▸ EXERCISE BRIEF: Render each line of the listing below as a Markdown table with the columns Row and Listing line, skipping blank lines and omitting the pictures.

▸ SUPPLIED DATA:
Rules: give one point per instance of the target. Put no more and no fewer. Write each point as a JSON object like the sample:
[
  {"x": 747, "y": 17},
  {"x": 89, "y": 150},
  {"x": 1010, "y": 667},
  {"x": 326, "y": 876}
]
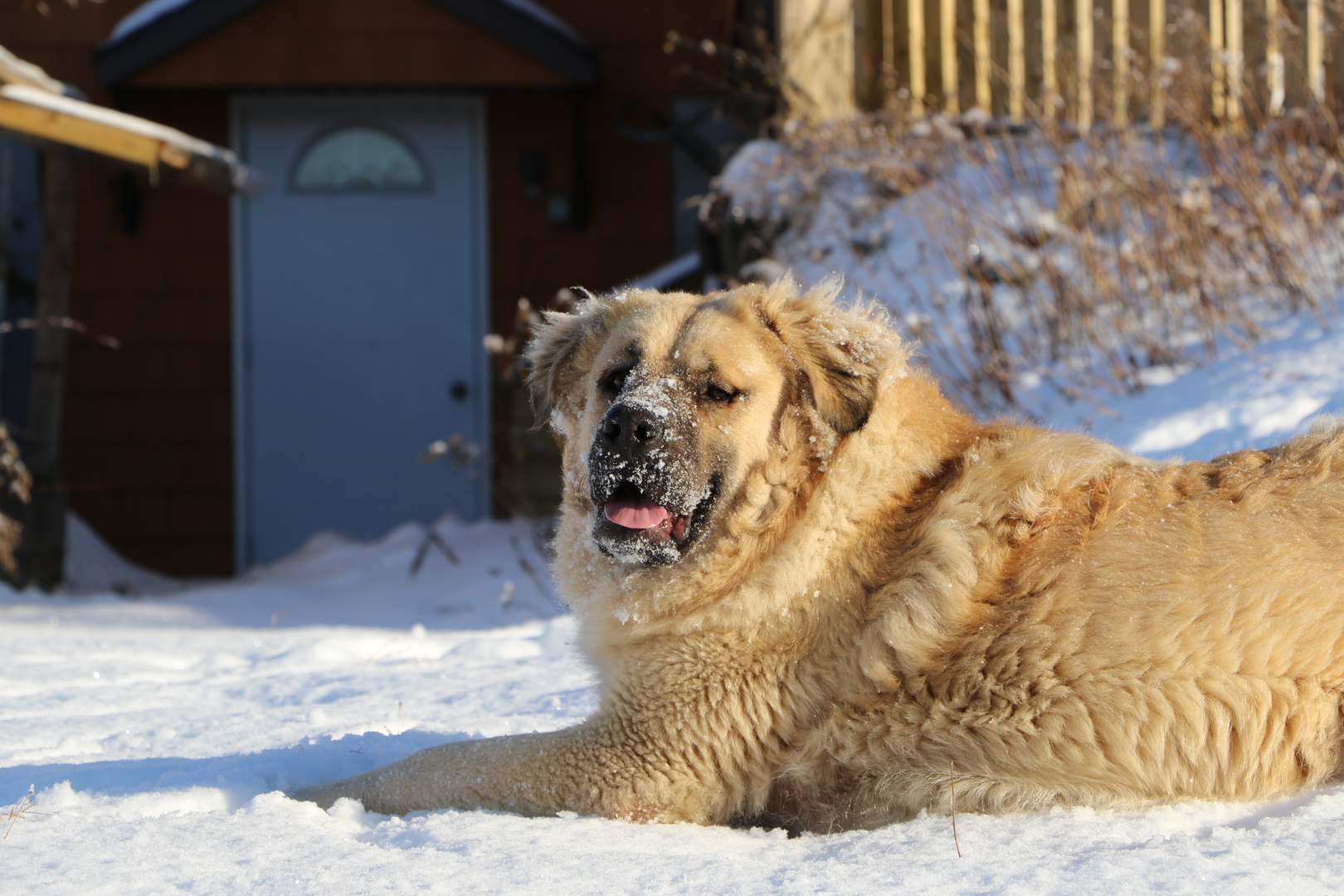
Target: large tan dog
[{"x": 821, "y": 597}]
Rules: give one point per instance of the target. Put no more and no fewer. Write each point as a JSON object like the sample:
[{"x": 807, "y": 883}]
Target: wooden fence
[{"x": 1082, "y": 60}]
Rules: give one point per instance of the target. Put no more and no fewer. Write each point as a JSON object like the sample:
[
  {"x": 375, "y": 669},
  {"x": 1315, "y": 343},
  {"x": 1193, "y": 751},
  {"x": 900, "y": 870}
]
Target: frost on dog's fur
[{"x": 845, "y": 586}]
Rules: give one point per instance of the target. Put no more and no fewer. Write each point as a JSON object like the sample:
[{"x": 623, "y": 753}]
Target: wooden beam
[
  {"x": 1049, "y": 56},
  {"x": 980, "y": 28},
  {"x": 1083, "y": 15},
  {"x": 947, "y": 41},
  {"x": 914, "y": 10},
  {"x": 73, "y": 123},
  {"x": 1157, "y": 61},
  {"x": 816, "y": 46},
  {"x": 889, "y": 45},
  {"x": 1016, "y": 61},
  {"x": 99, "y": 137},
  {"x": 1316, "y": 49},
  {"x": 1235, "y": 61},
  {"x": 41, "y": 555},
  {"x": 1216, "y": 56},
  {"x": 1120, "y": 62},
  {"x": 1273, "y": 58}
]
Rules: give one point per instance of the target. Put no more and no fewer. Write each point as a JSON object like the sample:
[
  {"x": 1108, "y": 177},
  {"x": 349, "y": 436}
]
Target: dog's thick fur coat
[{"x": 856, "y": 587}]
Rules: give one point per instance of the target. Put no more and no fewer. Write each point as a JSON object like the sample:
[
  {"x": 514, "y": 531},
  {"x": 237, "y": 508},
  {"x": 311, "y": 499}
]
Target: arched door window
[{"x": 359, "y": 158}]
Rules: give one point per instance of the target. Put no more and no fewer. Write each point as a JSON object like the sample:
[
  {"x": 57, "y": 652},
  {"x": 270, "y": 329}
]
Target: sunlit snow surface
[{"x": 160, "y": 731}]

▸ PROBLEM SOLUTION:
| Row | Listing line |
|---|---|
| 1 | Rules: give one point per instance of the target. Put no more and no fewer. Write each point as a JSON object like the sample: |
| 2 | [ |
| 3 |   {"x": 747, "y": 17}, |
| 4 |   {"x": 89, "y": 150}, |
| 5 |   {"x": 1010, "y": 667}, |
| 6 |   {"x": 326, "y": 876} |
| 7 | ] |
| 8 | Target: large tan dog |
| 9 | [{"x": 821, "y": 597}] |
| 10 | Rules: give one point per instance of the target. Put no more and no fewer. Write each point as a JSON object like the sample: |
| 11 | [{"x": 807, "y": 883}] |
| 12 | Target: wooden fence |
| 13 | [{"x": 1082, "y": 60}] |
| 14 | Rules: give one point per instance of the target. Put no more and no fewer. Write each point as a JSON object like the sample: |
| 15 | [ |
| 16 |   {"x": 375, "y": 669}, |
| 17 |   {"x": 1315, "y": 343}, |
| 18 |   {"x": 1193, "y": 751}, |
| 19 |   {"x": 900, "y": 870} |
| 20 | ] |
| 21 | Target: frost on dog's fur |
| 22 | [{"x": 845, "y": 586}] |
| 23 | Rules: give one point per instance of the target. Put no more and no fewer. Write each point as a JSON object like the sample: |
| 24 | [{"x": 623, "y": 753}] |
| 25 | Target: wooden beam |
| 26 | [ |
| 27 |   {"x": 1049, "y": 56}, |
| 28 |   {"x": 980, "y": 28}, |
| 29 |   {"x": 1083, "y": 15}, |
| 30 |   {"x": 947, "y": 41}, |
| 31 |   {"x": 914, "y": 10}, |
| 32 |   {"x": 73, "y": 123}, |
| 33 |   {"x": 1157, "y": 61}, |
| 34 |   {"x": 816, "y": 46}, |
| 35 |   {"x": 889, "y": 45}, |
| 36 |   {"x": 1016, "y": 61}, |
| 37 |   {"x": 99, "y": 137}, |
| 38 |   {"x": 1316, "y": 49}, |
| 39 |   {"x": 1235, "y": 61}, |
| 40 |   {"x": 41, "y": 555}, |
| 41 |   {"x": 1216, "y": 56}, |
| 42 |   {"x": 1120, "y": 62}, |
| 43 |   {"x": 1273, "y": 58} |
| 44 | ] |
| 45 | Rules: give one point per instance of the target. Put no more and no fewer. Write each point as a JSON object like the sample: |
| 46 | [ |
| 47 |   {"x": 1108, "y": 177}, |
| 48 |   {"x": 349, "y": 436} |
| 49 | ] |
| 50 | Target: dog's thick fur coat |
| 51 | [{"x": 856, "y": 587}] |
| 52 | Rules: give one point per instance of the target. Put no more and no fewer. Write each point as a JSON object like the sample: |
| 53 | [ |
| 54 |   {"x": 514, "y": 531}, |
| 55 |   {"x": 237, "y": 508}, |
| 56 |   {"x": 311, "y": 499} |
| 57 | ] |
| 58 | Target: arched door window |
| 59 | [{"x": 359, "y": 158}] |
| 60 | Rules: give one point per instance of the target. Put no more and no fewer. Write each point as a JSON object like the sample: |
| 61 | [ |
| 62 |   {"x": 57, "y": 652}, |
| 63 |   {"x": 270, "y": 329} |
| 64 | ] |
| 65 | Target: sunlit snow surface |
| 66 | [{"x": 160, "y": 731}] |